**INFORMATION SHOWN:**
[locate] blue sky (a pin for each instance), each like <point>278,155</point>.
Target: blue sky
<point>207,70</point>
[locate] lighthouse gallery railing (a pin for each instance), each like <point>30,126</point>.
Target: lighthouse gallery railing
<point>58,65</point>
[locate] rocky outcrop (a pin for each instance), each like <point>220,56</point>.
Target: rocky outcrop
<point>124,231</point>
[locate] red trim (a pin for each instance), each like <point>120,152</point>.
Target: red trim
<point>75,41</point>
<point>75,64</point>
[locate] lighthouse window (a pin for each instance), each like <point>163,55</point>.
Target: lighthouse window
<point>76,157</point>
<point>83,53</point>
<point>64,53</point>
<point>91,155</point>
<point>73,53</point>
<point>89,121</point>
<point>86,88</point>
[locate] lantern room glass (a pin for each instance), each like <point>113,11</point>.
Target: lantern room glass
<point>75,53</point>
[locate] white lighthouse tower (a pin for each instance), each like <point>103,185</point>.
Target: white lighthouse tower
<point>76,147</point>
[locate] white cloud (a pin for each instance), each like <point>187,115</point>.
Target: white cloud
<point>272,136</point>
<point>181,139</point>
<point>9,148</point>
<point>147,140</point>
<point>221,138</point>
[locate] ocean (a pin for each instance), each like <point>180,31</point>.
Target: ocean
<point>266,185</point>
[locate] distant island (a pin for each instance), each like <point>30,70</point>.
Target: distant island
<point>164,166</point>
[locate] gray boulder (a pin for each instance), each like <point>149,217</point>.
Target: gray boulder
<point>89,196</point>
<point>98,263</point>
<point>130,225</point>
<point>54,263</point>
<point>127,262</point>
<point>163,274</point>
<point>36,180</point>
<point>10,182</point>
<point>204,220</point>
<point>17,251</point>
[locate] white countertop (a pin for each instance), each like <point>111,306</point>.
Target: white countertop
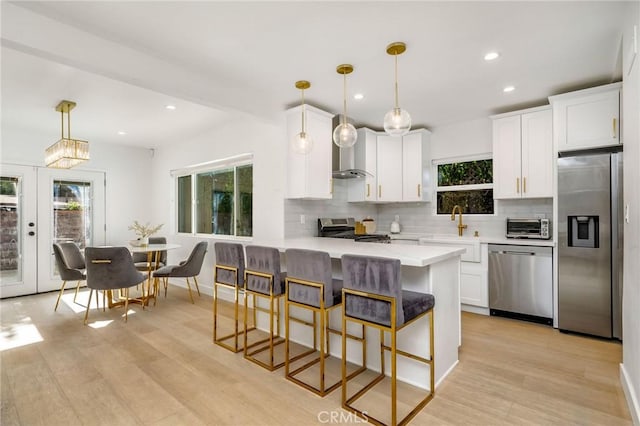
<point>481,239</point>
<point>336,247</point>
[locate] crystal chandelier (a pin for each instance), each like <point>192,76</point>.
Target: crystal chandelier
<point>67,152</point>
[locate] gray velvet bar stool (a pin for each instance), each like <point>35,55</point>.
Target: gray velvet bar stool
<point>229,273</point>
<point>263,279</point>
<point>373,297</point>
<point>310,286</point>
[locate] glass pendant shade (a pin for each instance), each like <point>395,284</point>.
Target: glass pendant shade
<point>67,152</point>
<point>302,143</point>
<point>397,122</point>
<point>345,135</point>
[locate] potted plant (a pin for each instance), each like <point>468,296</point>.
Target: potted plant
<point>143,232</point>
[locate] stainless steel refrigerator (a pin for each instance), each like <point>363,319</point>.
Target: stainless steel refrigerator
<point>590,243</point>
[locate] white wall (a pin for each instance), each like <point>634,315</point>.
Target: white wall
<point>267,143</point>
<point>127,172</point>
<point>630,368</point>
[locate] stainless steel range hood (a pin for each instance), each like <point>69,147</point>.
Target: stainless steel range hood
<point>343,160</point>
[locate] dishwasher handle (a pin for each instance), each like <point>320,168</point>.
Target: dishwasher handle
<point>516,253</point>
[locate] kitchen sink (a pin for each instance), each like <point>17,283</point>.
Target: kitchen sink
<point>471,244</point>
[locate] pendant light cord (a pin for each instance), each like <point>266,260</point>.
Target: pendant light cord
<point>344,97</point>
<point>303,111</point>
<point>396,82</point>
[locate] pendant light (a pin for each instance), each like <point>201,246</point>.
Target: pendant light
<point>345,135</point>
<point>302,142</point>
<point>397,122</point>
<point>67,152</point>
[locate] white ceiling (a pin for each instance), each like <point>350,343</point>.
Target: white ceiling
<point>127,60</point>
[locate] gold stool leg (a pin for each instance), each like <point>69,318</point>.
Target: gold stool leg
<point>60,295</point>
<point>86,313</point>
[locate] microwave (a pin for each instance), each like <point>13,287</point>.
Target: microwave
<point>539,229</point>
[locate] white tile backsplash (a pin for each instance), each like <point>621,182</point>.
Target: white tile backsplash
<point>414,217</point>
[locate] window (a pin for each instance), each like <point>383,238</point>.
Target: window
<point>216,200</point>
<point>468,184</point>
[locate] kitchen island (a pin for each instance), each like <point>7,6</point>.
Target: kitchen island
<point>434,270</point>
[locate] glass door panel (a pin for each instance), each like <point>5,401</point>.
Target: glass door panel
<point>71,208</point>
<point>17,230</point>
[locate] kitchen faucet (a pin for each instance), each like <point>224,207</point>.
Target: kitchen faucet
<point>461,227</point>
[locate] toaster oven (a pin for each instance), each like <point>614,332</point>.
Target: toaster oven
<point>539,229</point>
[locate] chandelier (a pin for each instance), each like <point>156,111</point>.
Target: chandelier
<point>67,152</point>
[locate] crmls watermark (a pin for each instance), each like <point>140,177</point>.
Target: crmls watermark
<point>339,416</point>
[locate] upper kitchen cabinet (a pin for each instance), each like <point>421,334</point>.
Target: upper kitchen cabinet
<point>364,151</point>
<point>399,167</point>
<point>587,118</point>
<point>523,154</point>
<point>309,175</point>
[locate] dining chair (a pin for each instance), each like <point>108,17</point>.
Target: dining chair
<point>189,268</point>
<point>111,268</point>
<point>373,297</point>
<point>71,267</point>
<point>311,286</point>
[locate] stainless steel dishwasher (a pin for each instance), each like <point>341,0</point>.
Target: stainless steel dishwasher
<point>521,282</point>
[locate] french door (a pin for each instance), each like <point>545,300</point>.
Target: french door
<point>40,206</point>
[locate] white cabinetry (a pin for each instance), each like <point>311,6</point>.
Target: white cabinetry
<point>523,154</point>
<point>474,282</point>
<point>400,167</point>
<point>309,176</point>
<point>587,118</point>
<point>364,151</point>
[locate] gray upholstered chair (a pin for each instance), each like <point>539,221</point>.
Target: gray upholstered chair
<point>311,286</point>
<point>189,268</point>
<point>373,296</point>
<point>71,266</point>
<point>228,272</point>
<point>144,263</point>
<point>263,279</point>
<point>111,268</point>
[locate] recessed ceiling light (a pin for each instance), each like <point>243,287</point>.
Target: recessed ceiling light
<point>491,56</point>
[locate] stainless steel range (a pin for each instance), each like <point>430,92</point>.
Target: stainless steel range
<point>346,228</point>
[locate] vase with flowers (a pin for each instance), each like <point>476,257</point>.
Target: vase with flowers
<point>143,232</point>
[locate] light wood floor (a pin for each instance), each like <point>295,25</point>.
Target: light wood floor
<point>161,368</point>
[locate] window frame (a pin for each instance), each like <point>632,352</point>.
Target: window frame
<point>233,163</point>
<point>456,188</point>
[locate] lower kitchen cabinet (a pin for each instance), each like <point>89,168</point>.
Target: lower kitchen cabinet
<point>474,287</point>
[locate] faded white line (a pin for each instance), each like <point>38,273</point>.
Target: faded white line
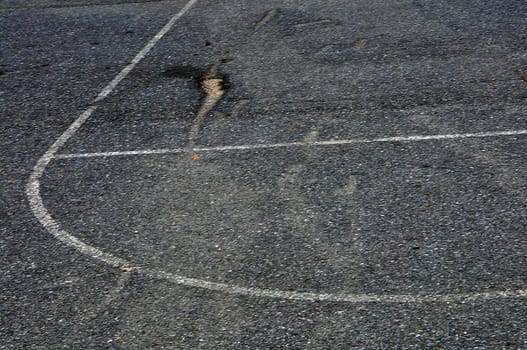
<point>41,213</point>
<point>297,144</point>
<point>113,84</point>
<point>33,185</point>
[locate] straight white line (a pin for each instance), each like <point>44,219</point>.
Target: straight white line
<point>41,213</point>
<point>33,185</point>
<point>295,144</point>
<point>113,84</point>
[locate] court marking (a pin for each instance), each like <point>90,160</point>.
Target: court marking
<point>39,210</point>
<point>412,138</point>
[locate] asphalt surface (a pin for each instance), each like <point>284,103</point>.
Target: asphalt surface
<point>431,231</point>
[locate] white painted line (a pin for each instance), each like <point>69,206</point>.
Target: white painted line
<point>113,84</point>
<point>296,144</point>
<point>33,185</point>
<point>41,213</point>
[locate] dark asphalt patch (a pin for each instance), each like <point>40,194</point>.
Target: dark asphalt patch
<point>424,68</point>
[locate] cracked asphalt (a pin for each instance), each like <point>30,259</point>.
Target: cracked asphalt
<point>431,230</point>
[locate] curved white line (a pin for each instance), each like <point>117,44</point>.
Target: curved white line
<point>41,213</point>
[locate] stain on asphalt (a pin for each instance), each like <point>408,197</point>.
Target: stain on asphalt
<point>184,72</point>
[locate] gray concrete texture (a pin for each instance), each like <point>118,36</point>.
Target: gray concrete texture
<point>278,241</point>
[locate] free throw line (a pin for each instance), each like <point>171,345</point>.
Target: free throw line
<point>41,213</point>
<point>294,144</point>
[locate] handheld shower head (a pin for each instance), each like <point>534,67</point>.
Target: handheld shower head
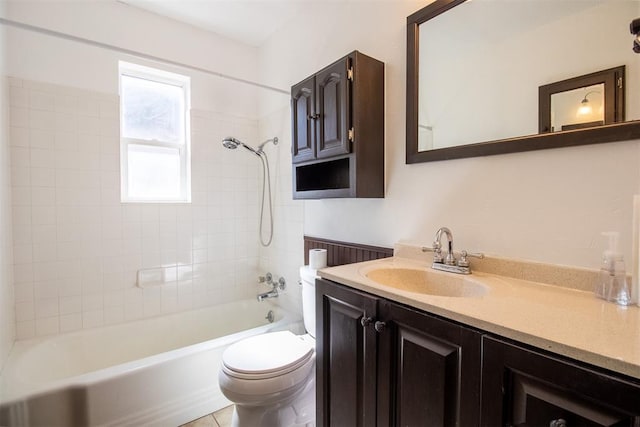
<point>232,143</point>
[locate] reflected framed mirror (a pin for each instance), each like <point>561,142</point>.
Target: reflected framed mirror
<point>582,102</point>
<point>474,69</point>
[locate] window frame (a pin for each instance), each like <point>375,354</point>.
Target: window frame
<point>184,149</point>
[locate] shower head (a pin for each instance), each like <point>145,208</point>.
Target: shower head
<point>232,143</point>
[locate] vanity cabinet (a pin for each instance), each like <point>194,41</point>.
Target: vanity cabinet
<point>524,387</point>
<point>381,363</point>
<point>337,118</point>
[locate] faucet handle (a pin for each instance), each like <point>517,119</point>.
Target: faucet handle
<point>267,278</point>
<point>437,252</point>
<point>464,258</point>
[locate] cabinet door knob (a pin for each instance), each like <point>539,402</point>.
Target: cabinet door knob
<point>366,321</point>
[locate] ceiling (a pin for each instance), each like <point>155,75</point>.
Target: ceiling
<point>247,21</point>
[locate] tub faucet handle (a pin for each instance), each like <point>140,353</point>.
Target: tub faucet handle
<point>267,278</point>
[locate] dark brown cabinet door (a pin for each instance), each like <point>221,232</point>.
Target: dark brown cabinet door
<point>524,388</point>
<point>429,370</point>
<point>380,363</point>
<point>345,356</point>
<point>333,107</point>
<point>303,120</point>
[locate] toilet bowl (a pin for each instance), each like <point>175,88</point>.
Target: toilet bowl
<point>271,377</point>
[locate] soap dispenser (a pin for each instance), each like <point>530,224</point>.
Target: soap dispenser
<point>612,283</point>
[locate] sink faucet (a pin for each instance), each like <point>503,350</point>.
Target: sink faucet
<point>273,293</point>
<point>449,262</point>
<point>450,259</point>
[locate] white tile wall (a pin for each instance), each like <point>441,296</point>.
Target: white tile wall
<point>78,248</point>
<point>7,290</point>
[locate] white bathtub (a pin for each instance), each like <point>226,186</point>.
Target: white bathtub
<point>160,371</point>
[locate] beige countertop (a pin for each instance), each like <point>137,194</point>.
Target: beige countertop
<point>565,321</point>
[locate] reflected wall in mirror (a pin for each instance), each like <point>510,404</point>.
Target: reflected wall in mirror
<point>594,99</point>
<point>474,69</point>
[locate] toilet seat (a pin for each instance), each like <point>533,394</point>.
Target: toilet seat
<point>266,356</point>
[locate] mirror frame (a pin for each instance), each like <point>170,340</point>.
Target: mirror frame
<point>614,84</point>
<point>596,135</point>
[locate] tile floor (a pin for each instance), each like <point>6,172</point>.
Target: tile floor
<point>221,418</point>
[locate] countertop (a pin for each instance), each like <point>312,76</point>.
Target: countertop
<point>565,321</point>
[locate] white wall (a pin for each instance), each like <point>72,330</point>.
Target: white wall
<point>127,27</point>
<point>7,318</point>
<point>547,206</point>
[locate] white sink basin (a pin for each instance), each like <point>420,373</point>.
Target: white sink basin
<point>428,282</point>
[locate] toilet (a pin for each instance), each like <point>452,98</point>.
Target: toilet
<point>271,377</point>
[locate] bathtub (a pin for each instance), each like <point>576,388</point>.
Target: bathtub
<point>160,371</point>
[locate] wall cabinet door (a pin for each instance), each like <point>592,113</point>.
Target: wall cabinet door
<point>333,104</point>
<point>303,112</point>
<point>345,356</point>
<point>523,388</point>
<point>338,130</point>
<point>429,370</point>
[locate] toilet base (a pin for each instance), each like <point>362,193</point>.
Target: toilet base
<point>297,412</point>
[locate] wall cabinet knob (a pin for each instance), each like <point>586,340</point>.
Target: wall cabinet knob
<point>366,321</point>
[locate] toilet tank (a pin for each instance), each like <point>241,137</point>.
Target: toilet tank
<point>308,279</point>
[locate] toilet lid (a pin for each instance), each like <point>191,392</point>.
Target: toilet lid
<point>267,355</point>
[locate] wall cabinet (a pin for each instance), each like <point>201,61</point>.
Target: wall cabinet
<point>382,363</point>
<point>337,118</point>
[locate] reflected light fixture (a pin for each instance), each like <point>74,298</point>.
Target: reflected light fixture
<point>585,108</point>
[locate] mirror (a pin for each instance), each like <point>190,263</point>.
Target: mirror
<point>474,70</point>
<point>582,102</point>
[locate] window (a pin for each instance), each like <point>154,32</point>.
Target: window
<point>154,135</point>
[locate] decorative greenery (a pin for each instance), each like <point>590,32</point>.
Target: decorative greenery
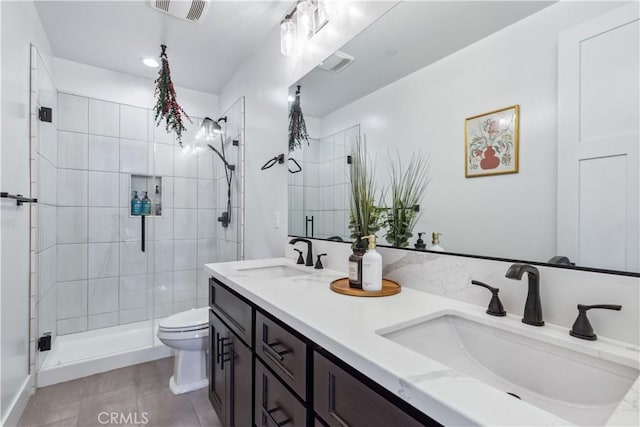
<point>167,107</point>
<point>407,189</point>
<point>297,126</point>
<point>364,218</point>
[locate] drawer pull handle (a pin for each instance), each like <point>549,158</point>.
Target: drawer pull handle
<point>332,401</point>
<point>222,355</point>
<point>271,351</point>
<point>269,414</point>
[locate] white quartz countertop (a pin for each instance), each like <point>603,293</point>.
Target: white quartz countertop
<point>346,326</point>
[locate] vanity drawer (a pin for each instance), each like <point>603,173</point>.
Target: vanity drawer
<point>283,352</point>
<point>342,400</point>
<point>235,312</point>
<point>274,404</point>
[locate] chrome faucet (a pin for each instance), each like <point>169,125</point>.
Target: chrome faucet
<point>533,307</point>
<point>309,262</point>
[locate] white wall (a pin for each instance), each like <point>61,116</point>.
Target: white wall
<point>93,82</point>
<point>426,111</point>
<point>20,27</point>
<point>264,80</point>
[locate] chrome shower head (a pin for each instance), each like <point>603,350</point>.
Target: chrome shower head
<point>209,129</point>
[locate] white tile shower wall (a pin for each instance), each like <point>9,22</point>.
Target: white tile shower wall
<point>104,278</point>
<point>561,289</point>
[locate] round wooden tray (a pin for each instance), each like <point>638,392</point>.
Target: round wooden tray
<point>341,286</point>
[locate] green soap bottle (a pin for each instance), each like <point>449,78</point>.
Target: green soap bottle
<point>146,204</point>
<point>136,205</point>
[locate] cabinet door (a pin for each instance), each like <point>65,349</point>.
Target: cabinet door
<point>235,311</point>
<point>241,408</point>
<point>283,352</point>
<point>342,400</point>
<point>275,405</point>
<point>218,395</point>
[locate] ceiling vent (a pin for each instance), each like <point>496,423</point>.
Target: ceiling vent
<point>187,10</point>
<point>336,62</point>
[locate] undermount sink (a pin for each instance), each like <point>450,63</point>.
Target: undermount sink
<point>273,272</point>
<point>580,388</point>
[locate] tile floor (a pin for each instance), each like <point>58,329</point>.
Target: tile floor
<point>131,395</point>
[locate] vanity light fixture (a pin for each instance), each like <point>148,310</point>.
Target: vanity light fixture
<point>310,17</point>
<point>151,62</point>
<point>305,14</point>
<point>287,37</point>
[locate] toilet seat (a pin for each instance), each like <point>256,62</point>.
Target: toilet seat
<point>186,321</point>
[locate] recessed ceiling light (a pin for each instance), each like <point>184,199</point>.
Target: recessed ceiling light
<point>150,62</point>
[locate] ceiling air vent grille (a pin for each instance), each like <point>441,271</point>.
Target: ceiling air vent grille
<point>188,10</point>
<point>197,7</point>
<point>163,5</point>
<point>336,62</point>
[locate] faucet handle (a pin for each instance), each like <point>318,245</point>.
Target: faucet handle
<point>319,263</point>
<point>495,305</point>
<point>582,327</point>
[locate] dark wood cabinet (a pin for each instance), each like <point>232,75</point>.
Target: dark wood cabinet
<point>265,374</point>
<point>231,368</point>
<point>230,383</point>
<point>275,404</point>
<point>237,313</point>
<point>342,400</point>
<point>283,352</point>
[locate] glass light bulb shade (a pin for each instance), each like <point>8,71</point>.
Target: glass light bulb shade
<point>325,11</point>
<point>287,37</point>
<point>305,19</point>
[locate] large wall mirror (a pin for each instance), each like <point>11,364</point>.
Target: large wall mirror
<point>407,85</point>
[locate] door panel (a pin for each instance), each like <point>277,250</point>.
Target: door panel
<point>598,141</point>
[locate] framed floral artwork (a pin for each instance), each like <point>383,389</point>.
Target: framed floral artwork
<point>491,142</point>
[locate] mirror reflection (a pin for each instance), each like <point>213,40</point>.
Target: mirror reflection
<point>406,86</point>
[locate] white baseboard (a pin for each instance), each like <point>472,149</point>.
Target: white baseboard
<point>19,403</point>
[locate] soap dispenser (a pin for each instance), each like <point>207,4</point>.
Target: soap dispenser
<point>371,267</point>
<point>435,242</point>
<point>355,266</point>
<point>136,204</point>
<point>146,204</point>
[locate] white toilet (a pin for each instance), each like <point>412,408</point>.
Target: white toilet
<point>188,333</point>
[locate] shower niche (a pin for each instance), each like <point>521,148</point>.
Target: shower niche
<point>145,194</point>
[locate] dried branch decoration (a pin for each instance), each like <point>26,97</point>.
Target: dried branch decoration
<point>167,106</point>
<point>297,126</point>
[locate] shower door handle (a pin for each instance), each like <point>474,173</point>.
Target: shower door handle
<point>142,232</point>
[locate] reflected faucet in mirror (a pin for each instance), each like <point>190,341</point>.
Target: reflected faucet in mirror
<point>402,105</point>
<point>532,307</point>
<point>309,262</point>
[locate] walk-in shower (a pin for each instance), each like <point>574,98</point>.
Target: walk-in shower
<point>209,130</point>
<point>97,293</point>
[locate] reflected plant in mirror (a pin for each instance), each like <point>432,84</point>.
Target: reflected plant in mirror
<point>408,186</point>
<point>364,217</point>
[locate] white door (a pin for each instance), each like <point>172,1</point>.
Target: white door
<point>598,141</point>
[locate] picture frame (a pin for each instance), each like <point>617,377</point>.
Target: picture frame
<point>491,142</point>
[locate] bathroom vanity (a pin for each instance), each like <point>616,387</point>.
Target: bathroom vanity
<point>286,350</point>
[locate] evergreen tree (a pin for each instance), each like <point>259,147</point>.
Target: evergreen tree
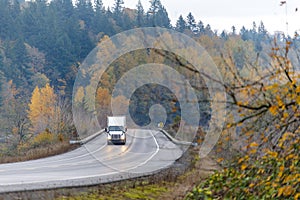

**PROBLEM STATEMENT:**
Copy verbatim the lines of the material between the line containing "[locate] curved white" and the line containing "<point>464,258</point>", inclusive, omitting any pictures.

**OUTPUT FOR THIS TASK:**
[locate] curved white line (a pin for each instance), each like <point>117,44</point>.
Target: curved white line
<point>41,213</point>
[locate] stain on asphalt (a pin for each instance), each like <point>408,197</point>.
Target: stain on asphalt
<point>184,72</point>
[locate] gray concrete texture (a pin for each instance), each like <point>118,36</point>.
Target: gray concrete texture
<point>278,241</point>
[locate] free throw line (a pin for each instance), each like <point>171,345</point>.
Target: free throw line
<point>41,213</point>
<point>294,144</point>
[locate] handheld shower head (a pin for each instance), each like <point>534,67</point>.
Target: handheld shower head
<point>232,143</point>
[locate] reflected framed mirror (a pin for each instance), each like <point>561,142</point>.
Target: reflected framed mirror
<point>582,102</point>
<point>474,69</point>
[locate] window frame (a pin for each instance), each like <point>375,354</point>.
Target: window frame
<point>184,149</point>
[locate] shower head (a pin for each instance), each like <point>145,208</point>.
Target: shower head
<point>232,143</point>
[locate] vanity cabinet (a pin for each instance), each like <point>194,41</point>.
Target: vanity cabinet
<point>524,387</point>
<point>381,363</point>
<point>337,118</point>
[locate] faucet handle (a pin for each instance), each like <point>517,119</point>.
Target: faucet handle
<point>267,278</point>
<point>437,252</point>
<point>464,258</point>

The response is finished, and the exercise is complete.